▶ Задания
1) Что, согласно тексту о Кавказе, русские принесли на Кавказ?
2) Сколько строк списка содержат слово «shrub» с учетом регистра? Ответьте только числом.

▶ Исходный текст

Единственным положительным моментом (если слово “положительный” здесь вообще уместно) было возникшее после войн взаимодействие культур. Например, русские принесли на Кавказ многие традиции хозяйственных отношений, разнообразные полевые культуры. Сам Дагестан — это многие исследователи признают, Вавилов, в частности, отмечал — тоже обладал тысячелетними традициями земледелия, и они, в свою очередь, оказались полезны завоевателям.
И. Д.: Значит, решение “национальных” конфликтов следует искать вне сферы национальных проблем?

Записи данных
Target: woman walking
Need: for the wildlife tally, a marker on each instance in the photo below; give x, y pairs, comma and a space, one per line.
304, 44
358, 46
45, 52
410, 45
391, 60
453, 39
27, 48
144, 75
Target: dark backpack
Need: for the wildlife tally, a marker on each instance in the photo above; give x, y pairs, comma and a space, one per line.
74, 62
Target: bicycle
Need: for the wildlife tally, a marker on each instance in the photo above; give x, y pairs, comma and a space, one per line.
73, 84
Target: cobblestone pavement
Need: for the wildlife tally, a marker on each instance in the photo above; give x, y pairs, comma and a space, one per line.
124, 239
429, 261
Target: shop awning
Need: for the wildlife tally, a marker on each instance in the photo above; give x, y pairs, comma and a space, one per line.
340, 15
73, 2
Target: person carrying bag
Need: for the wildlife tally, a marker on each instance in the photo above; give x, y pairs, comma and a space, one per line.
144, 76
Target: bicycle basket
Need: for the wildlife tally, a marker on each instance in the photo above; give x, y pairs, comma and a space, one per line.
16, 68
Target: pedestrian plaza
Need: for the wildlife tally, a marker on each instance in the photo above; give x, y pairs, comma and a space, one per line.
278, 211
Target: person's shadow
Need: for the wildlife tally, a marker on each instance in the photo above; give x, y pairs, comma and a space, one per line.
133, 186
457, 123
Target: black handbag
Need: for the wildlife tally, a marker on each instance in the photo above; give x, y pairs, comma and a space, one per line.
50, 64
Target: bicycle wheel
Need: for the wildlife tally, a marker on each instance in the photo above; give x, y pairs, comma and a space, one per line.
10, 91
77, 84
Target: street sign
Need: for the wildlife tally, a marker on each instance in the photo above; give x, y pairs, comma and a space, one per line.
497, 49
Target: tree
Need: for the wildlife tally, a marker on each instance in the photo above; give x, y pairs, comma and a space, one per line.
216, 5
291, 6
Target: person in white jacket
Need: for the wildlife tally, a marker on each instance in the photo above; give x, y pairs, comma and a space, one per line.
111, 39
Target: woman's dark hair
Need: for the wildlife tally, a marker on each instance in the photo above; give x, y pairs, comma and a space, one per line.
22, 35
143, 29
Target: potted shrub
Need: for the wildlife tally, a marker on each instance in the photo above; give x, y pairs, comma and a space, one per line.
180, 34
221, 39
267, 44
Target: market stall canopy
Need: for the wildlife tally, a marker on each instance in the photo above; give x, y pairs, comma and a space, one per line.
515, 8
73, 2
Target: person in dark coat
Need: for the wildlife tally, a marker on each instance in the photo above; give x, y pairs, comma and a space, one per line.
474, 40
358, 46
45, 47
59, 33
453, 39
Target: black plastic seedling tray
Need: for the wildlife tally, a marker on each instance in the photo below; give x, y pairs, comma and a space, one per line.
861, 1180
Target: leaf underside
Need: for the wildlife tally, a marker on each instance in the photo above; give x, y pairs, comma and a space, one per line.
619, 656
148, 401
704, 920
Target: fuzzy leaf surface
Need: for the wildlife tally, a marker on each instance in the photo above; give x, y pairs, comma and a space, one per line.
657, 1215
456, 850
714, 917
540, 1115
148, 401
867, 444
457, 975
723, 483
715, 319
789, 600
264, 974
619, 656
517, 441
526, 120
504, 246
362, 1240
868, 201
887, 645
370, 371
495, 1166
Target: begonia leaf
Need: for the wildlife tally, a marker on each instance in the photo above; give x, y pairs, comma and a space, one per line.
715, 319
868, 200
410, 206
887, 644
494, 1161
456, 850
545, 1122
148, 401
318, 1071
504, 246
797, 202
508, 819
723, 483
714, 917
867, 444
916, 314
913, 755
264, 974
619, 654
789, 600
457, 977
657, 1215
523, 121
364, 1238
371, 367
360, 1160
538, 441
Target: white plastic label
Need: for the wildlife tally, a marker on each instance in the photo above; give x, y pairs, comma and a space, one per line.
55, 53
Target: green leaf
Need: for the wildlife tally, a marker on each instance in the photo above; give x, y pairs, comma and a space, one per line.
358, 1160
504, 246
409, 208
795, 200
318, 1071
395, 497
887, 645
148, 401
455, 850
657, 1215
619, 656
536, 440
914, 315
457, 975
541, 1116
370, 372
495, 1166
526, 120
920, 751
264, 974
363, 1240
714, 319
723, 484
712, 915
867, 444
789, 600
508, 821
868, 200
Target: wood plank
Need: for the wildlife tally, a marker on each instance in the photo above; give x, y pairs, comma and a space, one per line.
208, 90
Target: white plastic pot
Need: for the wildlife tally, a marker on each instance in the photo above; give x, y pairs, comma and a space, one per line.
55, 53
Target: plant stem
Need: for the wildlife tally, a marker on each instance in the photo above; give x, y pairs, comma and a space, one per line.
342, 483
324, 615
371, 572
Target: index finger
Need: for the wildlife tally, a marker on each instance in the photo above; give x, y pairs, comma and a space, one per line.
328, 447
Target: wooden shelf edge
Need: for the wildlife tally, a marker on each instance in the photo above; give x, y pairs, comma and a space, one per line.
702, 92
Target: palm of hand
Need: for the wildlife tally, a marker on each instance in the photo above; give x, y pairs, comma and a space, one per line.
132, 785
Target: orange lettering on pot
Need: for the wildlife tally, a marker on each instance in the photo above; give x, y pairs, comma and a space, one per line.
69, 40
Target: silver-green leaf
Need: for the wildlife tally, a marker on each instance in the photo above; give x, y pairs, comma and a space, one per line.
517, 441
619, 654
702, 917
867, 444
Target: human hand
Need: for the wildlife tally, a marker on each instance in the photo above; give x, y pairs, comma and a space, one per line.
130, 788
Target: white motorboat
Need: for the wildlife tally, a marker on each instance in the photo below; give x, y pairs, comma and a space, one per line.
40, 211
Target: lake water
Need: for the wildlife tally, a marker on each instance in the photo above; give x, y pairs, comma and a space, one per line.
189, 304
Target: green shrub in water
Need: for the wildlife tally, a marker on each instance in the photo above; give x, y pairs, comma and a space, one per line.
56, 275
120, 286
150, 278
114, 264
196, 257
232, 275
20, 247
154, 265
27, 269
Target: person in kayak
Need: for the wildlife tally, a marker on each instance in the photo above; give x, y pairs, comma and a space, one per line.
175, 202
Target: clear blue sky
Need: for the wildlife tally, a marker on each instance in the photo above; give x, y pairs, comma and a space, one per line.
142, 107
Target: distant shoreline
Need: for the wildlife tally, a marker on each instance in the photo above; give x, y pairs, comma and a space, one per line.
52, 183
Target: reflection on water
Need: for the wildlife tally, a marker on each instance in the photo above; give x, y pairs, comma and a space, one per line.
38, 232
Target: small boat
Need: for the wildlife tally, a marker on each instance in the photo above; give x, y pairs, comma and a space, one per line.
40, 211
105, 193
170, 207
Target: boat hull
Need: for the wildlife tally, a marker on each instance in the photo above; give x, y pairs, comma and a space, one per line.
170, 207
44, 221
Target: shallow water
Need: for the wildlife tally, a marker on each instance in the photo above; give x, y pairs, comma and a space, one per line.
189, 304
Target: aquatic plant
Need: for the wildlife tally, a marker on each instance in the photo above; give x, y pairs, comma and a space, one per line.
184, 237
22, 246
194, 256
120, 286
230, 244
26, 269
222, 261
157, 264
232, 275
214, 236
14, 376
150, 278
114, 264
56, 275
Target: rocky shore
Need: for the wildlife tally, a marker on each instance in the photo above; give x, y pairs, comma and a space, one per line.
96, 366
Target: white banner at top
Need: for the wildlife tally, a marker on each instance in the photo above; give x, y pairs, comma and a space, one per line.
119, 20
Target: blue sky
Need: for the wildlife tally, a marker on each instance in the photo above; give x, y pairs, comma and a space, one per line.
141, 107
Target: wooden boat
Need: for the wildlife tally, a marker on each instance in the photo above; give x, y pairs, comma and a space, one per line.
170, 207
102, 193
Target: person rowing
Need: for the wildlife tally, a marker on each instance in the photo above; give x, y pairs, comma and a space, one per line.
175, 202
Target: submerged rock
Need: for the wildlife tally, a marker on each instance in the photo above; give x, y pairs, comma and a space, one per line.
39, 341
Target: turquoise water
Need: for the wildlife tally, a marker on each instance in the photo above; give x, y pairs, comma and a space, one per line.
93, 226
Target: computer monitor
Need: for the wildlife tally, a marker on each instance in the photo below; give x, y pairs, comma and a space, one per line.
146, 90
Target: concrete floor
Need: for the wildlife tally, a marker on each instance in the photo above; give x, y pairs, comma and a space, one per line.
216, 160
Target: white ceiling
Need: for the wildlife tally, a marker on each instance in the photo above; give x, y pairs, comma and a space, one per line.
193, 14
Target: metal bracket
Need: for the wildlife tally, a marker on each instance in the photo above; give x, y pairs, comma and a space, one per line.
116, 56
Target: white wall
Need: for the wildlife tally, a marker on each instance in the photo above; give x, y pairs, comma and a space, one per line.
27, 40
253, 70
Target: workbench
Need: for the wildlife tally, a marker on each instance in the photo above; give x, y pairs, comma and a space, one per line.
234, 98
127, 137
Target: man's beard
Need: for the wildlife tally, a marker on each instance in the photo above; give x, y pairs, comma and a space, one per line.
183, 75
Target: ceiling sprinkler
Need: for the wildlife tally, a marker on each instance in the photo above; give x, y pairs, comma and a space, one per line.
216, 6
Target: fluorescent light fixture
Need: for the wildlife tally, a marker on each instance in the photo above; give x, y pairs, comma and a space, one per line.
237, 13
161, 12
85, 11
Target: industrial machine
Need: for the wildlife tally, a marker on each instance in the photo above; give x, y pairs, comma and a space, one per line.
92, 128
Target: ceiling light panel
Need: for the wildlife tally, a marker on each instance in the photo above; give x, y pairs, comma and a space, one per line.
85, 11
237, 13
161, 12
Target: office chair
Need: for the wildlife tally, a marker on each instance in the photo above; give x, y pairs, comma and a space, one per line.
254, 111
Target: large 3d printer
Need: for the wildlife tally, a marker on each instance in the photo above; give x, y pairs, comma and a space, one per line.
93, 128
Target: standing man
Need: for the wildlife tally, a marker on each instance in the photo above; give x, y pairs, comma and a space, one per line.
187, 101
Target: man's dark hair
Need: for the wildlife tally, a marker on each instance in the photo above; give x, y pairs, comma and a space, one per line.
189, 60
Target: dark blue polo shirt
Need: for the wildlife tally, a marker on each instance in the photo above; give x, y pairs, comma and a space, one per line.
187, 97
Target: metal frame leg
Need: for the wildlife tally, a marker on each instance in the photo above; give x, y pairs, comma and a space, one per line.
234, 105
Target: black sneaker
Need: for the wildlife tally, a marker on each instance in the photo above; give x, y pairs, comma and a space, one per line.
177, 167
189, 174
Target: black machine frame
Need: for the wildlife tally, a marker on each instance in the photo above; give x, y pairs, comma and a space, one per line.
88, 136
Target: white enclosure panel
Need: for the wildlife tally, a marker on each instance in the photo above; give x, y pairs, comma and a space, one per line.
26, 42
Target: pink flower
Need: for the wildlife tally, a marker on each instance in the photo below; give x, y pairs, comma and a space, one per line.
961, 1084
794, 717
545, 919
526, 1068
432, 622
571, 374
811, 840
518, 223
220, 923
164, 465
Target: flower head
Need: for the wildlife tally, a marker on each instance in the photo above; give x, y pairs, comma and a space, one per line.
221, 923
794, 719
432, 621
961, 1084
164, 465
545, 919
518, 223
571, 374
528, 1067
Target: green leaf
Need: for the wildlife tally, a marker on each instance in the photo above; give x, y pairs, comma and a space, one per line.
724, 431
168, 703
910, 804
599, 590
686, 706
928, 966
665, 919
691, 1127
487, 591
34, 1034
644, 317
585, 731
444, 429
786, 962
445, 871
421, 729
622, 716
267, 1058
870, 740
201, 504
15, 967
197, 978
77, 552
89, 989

▶ Ответы к заданиям
1) Русские принесли на Кавказ многие традиции хозяйственных отношений и разнообразные полевые культуры.

2) 2